** start Data excerpts **
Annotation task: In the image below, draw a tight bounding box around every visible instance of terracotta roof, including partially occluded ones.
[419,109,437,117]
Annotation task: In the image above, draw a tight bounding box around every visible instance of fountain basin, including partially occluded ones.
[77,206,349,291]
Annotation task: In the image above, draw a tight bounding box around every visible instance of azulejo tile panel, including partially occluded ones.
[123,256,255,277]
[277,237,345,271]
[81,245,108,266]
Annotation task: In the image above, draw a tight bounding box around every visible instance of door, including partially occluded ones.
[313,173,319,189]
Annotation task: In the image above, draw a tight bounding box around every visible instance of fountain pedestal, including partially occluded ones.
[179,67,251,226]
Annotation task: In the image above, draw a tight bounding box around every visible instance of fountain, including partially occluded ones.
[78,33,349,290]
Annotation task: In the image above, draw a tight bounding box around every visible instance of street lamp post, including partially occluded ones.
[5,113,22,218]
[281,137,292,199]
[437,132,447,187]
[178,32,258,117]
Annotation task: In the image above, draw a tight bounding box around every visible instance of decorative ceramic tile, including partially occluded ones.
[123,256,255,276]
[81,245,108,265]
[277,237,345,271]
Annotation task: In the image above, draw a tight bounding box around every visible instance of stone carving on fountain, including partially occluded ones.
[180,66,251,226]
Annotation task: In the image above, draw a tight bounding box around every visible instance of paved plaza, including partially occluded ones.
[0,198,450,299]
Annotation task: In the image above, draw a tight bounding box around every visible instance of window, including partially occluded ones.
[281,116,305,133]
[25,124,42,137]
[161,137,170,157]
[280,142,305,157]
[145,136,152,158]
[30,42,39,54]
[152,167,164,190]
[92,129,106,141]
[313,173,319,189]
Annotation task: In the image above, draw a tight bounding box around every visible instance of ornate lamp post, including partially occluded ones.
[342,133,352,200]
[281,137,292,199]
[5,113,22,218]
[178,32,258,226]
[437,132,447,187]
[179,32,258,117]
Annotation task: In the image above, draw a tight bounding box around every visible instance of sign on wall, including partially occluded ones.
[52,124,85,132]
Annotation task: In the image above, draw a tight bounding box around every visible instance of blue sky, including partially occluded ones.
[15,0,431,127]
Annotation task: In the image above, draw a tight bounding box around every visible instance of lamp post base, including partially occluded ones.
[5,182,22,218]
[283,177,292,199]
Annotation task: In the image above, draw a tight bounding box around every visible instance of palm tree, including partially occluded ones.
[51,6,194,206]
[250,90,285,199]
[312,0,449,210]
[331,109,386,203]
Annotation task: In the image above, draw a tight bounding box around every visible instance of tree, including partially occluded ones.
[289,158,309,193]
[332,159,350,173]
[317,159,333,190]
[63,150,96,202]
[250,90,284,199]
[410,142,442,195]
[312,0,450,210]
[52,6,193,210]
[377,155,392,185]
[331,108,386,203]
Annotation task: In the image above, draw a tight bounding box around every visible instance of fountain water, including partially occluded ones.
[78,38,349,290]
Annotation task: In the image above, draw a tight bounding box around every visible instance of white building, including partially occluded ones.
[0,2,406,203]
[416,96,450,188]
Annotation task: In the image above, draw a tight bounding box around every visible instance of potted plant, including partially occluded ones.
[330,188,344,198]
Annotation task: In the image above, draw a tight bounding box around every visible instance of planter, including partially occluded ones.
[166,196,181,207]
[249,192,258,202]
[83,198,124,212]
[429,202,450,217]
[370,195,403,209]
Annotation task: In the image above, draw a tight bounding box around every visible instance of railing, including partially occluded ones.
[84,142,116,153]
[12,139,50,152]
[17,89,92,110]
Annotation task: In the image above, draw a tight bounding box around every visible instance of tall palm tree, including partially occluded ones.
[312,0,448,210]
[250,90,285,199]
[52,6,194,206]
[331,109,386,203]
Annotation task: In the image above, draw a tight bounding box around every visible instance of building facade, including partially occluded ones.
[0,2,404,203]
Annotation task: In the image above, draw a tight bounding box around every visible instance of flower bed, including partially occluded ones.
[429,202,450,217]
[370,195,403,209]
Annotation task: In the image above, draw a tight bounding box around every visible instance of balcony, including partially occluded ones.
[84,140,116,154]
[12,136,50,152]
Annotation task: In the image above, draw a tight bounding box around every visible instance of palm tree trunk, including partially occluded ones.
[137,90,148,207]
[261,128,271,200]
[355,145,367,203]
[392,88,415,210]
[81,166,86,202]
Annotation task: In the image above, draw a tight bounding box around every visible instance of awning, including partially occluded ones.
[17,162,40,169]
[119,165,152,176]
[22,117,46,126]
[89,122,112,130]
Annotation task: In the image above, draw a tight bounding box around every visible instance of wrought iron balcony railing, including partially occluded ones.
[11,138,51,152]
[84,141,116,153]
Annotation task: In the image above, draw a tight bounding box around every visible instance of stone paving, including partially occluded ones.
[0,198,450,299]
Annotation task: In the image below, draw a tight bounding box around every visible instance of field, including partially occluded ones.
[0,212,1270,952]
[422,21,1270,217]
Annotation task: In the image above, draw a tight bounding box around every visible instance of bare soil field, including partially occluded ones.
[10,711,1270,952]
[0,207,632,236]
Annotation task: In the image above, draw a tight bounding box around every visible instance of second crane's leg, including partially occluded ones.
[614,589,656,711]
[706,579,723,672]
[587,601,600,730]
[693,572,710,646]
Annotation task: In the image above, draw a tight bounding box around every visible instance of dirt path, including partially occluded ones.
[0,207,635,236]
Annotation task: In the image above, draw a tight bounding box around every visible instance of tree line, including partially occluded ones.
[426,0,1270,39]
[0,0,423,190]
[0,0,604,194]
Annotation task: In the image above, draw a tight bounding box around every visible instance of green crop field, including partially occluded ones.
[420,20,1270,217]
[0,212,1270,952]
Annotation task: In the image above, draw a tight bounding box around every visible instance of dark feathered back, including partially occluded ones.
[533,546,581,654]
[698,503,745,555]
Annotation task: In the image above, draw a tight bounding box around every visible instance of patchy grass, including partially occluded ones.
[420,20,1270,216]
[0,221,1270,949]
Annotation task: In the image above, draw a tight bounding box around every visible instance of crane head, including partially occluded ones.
** end Data excerpts **
# Requirement
Reproduce all of the items above word for word, in their original order.

# Answer to this problem
Annotation task: In the image below, draw a tight bounding box around every visible instance of terracotta roof, including partially occluded ones.
[419,109,437,117]
Annotation task: In the image above, draw a tight bounding box around every visible instance of fountain basin, including partially occluded ones.
[77,206,349,291]
Annotation task: In the image above, draw a tight bounding box around every visible instance of azulejo tile panel, including partially occluded ones.
[123,256,255,277]
[277,237,345,271]
[81,245,108,266]
Annotation task: In the image above, draw a tight bounding box around every visible instance of door, including partially occluded ones.
[313,173,319,189]
Annotation task: In the image above, draw a tight bounding box around every visible instance of fountain pedestal, including partially occluded ones.
[179,67,251,226]
Annotation task: In the image above, draw a tight bounding box around every visible instance of fountain, including partially occluded ones.
[78,33,349,290]
Annotation task: In the image above, draw a tight bounding box around every visible instance of street lamp post, including partially occluded ones.
[5,113,22,218]
[281,137,292,199]
[437,132,447,187]
[178,32,258,117]
Annotation task: In the image above, draw a tight bounding box around every visible instance of decorative ceramic tile, including partially occluded ones.
[123,256,255,276]
[81,245,108,265]
[277,237,345,271]
Annotation task: In the image above, draw a tight bounding box around every visible instance of stone carving on fountain, including partially occluded ones.
[180,66,251,226]
Annotation task: In the image above, draw a tight bounding box around every visible instance of paved plaza, including partially occluded ones.
[0,198,450,299]
Annotation task: In the image above, draw a tight bounding box around every visible instance of window, including partially occluded ones.
[281,116,305,133]
[25,124,42,137]
[161,137,170,157]
[280,142,305,157]
[145,136,152,158]
[30,42,39,54]
[152,167,164,190]
[92,129,106,141]
[313,173,319,189]
Annotation task: In the image above, draw a tight bounding box around every visible instance of ornate lamp post, including partially occluded ones.
[342,133,352,200]
[281,137,292,199]
[5,113,22,218]
[178,32,258,226]
[437,132,447,187]
[179,32,258,117]
Annotation task: In the image above, draw a tight bounding box around every visible instance of sign on wall, including partially occluded ones.
[52,124,85,132]
Annotation task: In the image above, draw a tight bounding box around every visible instance of blue sky, including partially occluded ones.
[15,0,431,127]
Annotation task: In the image above, draw a tight bounding box around every visible instance of lamp post base, including partially occluded ones.
[5,182,22,218]
[283,177,292,199]
Annotation task: In the image above, draw a tight bounding box around every visible instance of palm tree, including partially occluded ones.
[51,6,194,206]
[250,90,285,199]
[312,0,449,210]
[331,109,386,203]
Annotation task: In the image above, draw a tight bounding box around every visible instance of tree, including partially occluded ones.
[289,158,309,193]
[332,159,350,173]
[317,159,333,190]
[63,150,96,202]
[250,90,284,199]
[410,142,442,195]
[312,0,450,210]
[52,6,193,210]
[377,155,392,185]
[331,108,386,203]
Annotation task: In the image above, draw a tight bounding box around every visible instance of fountain water, including partially occluded ones.
[78,38,349,290]
Annotation task: In the image above, draw a tight bounding box around every visible instance of white building, including partially occluded ones.
[0,2,406,203]
[416,96,450,188]
Annotation task: In the image above, draw a tight bounding box around every visible instance of potted plant, including partially occluded ones.
[330,188,344,198]
Annotation task: In the image above, draw a tight bounding box around every visible instance of planter, including partially occluded ones.
[166,196,181,207]
[249,192,258,202]
[83,198,124,212]
[429,202,450,217]
[370,195,403,209]
Annotation task: In the image above, draw a tight bounding box around every visible instance of railing, including partially occluded ones.
[84,142,116,153]
[12,139,50,152]
[17,89,92,110]
Annotation task: In the image above, draw a tight bounding box around every visible instance of tall palm tree, including partially occluded ones.
[312,0,448,210]
[250,90,285,199]
[52,6,194,206]
[331,109,386,203]
Annotation task: In the image above, draw a tight bounding box around every visible instance of building facade, including partially occluded ones.
[0,2,404,203]
Annotation task: In the image above, draw a tight bounding box around every visible instance of flower bed, including partially occluded ones.
[429,202,450,217]
[370,195,403,209]
Annotation task: In the image above, draw a tight bounding box around every visible instance of balcony, including partially occluded ones.
[84,140,116,154]
[12,136,50,152]
Annotation task: In the image above, draw a tight bounding box around every visible instance of palm tree trunk, including partially occluded ones.
[137,90,148,207]
[261,128,271,200]
[355,145,367,203]
[392,88,415,210]
[81,166,86,202]
Annotation task: In the image above, draw a tight bounding box around every visible instance of awning, including partially occluded ones.
[17,162,40,169]
[119,165,152,176]
[22,117,46,126]
[89,122,112,130]
Annotation task: In the image above, draw a tight bounding box around every visible instance of wrought iron balcony railing, including partially occluded ones.
[11,138,51,152]
[84,141,116,153]
Annotation task: In the image above, draw a tight bounding box around every visible instance of stone paving, including partially occluded ones.
[0,198,450,299]
Annotation task: In the image below, draw a tight bounding box around every visible instance of field, including partially occluded ones.
[0,212,1270,952]
[422,21,1270,217]
Annotation task: In the image above, draw a tight bounding box around every visible instance of bare soil field, including partially occluded ones.
[10,711,1270,952]
[0,207,632,236]
Annotation task: In the image above, draw a tight bounding box around every visible instance of second crane's leg, including partially occluded ones.
[614,589,656,711]
[706,579,723,672]
[587,601,600,730]
[693,572,710,646]
Annotation task: In the image above, draw a tight bounding box around every visible instance of dirt path, including partially occluded ones.
[0,207,635,236]
Annotation task: In the image above, draw a tight bounding box around every visible instance of tree line, including partially occluded ones.
[426,0,1270,39]
[0,0,423,190]
[0,0,604,194]
Annotation task: In the image above, draw a tight bounding box around every visible instance of green crop field, including partially occluded ones.
[420,20,1270,217]
[0,212,1270,952]
Annotation task: In the image above, draw a tight bounding box around every visible instance of dark feathered back, including partially occluded ones.
[533,546,581,654]
[698,503,745,555]
Annotation task: In the image above, draw a tight bounding box around every visible instance of patchy grass, including partially occluded ones.
[420,20,1270,216]
[0,221,1270,949]
Annotation task: In the image above, draw a tight bounding box around every visible instance of crane head, including partially occluded ones.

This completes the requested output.